BEGIN PROVIDED PASSAGE

To address this issue, the 2013 IBA Guidelines on Party Representation in International Arbitration aim to provide guidance with respect to party representation, in particular where differing norms and applicable rules might threaten the integrity and fairness of the arbitral proceedings.
According to the Preamble, the IBA Guidelines on Party Representation are based on “the principle that party representatives should act with integrity and honesty and should not engage in activities designed to produce unnecessary delay or expense, including tactics aimed at obstructing the arbitration proceedings.”
In total, there are 27 Guidelines that address issues relating to, inter alia, communication with arbitrators (Guidelines 7-8), submissions to the tribunal (Guidelines 9-11), information exchange and disclosure (Guidelines 12-17), witnesses and experts (Guidelines 18-25), as well as available remedies for potential misconduct (Guidelines 26-27).
Notably, leading institutional rules also contain provisions regarding party representation, such as Article 18 (Authorised Representatives of a Party) of the 2020 LCIA Rules and Article 17 (Party Representation) of the 2021 ICC Rules. Notably, the Annex to the 2020 LCIA Rules, entitled General Guidelines for the Authorised Representatives of the Parties, contains provisions “intended to promote the good and equal conduct of the authorised representatives of the parties appearing by name within the arbitration” (paragraph 1 of Annex to the 2020 LCIA Rules). Also, the newly-inserted paragraph 2 of Article 17 of the 2021 ICC Rules empowers the arbitral tribunal to exclude from the proceedings new counsel or take any other appropriate measure in presence of a conflict of interests in order to protect the integrity of the proceedings.

END PROVIDED PASSAGE
BEGIN ENTRIES SUPPLIED

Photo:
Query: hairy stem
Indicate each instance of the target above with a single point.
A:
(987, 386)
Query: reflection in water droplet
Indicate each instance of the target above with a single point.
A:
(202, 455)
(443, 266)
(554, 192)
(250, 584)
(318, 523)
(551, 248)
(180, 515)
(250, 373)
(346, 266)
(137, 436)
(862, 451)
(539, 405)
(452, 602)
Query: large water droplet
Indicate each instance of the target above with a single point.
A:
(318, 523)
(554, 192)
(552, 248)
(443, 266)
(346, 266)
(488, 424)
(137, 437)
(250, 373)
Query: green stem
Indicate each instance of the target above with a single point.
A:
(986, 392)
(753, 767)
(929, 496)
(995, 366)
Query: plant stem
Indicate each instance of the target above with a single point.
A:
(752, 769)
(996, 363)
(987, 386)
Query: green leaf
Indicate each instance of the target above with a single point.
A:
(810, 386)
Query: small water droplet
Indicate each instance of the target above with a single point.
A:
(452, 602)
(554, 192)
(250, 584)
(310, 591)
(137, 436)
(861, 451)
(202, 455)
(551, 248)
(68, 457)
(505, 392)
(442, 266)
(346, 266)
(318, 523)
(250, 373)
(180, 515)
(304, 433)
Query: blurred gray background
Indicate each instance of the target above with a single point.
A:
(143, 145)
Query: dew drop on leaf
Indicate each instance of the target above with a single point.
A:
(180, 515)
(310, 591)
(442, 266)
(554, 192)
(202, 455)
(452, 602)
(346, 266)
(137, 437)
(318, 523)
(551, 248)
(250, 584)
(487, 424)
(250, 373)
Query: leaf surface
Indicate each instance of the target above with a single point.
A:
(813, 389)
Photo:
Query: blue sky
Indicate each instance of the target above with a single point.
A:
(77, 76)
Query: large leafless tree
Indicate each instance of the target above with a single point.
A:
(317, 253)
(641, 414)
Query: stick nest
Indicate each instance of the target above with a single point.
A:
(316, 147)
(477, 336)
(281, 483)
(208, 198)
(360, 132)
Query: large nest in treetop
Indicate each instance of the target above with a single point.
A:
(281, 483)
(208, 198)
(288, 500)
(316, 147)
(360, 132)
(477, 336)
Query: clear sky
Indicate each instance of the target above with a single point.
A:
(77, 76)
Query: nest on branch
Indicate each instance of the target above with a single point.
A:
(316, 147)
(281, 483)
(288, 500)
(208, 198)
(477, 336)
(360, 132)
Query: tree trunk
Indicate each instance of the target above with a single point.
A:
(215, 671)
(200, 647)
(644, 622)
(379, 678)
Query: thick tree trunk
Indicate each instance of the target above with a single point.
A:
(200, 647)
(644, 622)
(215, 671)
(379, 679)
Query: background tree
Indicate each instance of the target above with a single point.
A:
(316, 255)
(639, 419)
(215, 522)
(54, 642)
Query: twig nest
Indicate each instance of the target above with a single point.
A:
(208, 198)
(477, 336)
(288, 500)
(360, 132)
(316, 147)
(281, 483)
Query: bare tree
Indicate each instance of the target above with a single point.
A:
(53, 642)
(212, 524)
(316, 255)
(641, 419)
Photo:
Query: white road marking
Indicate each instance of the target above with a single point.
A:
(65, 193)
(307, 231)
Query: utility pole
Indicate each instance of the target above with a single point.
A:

END ENTRIES SUPPLIED

**TASK BRIEF**
Reproduce verbatim the stretch of the passage on party representation in international arbitration from "To address this" through "the arbitral proceedings.".

**SOLVED PROBLEM**
To address this issue, the 2013 IBA Guidelines on Party Representation in International Arbitration aim to provide guidance with respect to party representation, in particular where differing norms and applicable rules might threaten the integrity and fairness of the arbitral proceedings.